(TASK GOAL)
Without changing a single word, write out every entry.

[[ THE DATA, beginning ]]

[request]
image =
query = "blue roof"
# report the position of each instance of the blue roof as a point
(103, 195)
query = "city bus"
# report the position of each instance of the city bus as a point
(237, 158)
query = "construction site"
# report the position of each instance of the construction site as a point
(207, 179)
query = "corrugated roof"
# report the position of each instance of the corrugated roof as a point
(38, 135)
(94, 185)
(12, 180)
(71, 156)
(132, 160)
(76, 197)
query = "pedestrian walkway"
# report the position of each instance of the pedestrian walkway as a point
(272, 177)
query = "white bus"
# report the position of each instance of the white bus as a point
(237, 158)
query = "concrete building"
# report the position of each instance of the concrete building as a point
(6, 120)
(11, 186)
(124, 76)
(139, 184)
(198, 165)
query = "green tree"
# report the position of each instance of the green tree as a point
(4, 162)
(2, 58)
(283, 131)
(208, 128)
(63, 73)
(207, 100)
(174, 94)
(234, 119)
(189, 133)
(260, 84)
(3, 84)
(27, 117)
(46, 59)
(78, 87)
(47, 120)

[[ THE DATA, end ]]

(RESPONSE TO THIS TASK)
[request]
image =
query = "blue roof"
# report the position of each instance of the blue roof as a point
(103, 195)
query = "city bus"
# report the position of each instance of the city bus as a point
(237, 158)
query = "construction site"
# report the position of each instance of the construction site as a point
(207, 179)
query = "corrugated roof"
# report the position of each instance of the corrugated roof as a point
(38, 135)
(94, 185)
(12, 180)
(71, 156)
(132, 160)
(76, 197)
query = "pedestrian walkway"
# report the position of each instance of the pedestrian walkway as a point
(272, 177)
query = "white bus"
# report the position of each instance of the white bus as a point
(237, 158)
query = "concrete building"
# report the position of each instance of the concrete building as a point
(6, 120)
(11, 186)
(124, 76)
(139, 184)
(198, 165)
query = "green tree"
# report the position of each instance of the green tree as a point
(4, 162)
(2, 58)
(283, 131)
(208, 128)
(63, 73)
(207, 100)
(174, 94)
(234, 119)
(189, 133)
(260, 84)
(3, 84)
(27, 117)
(46, 59)
(78, 87)
(47, 120)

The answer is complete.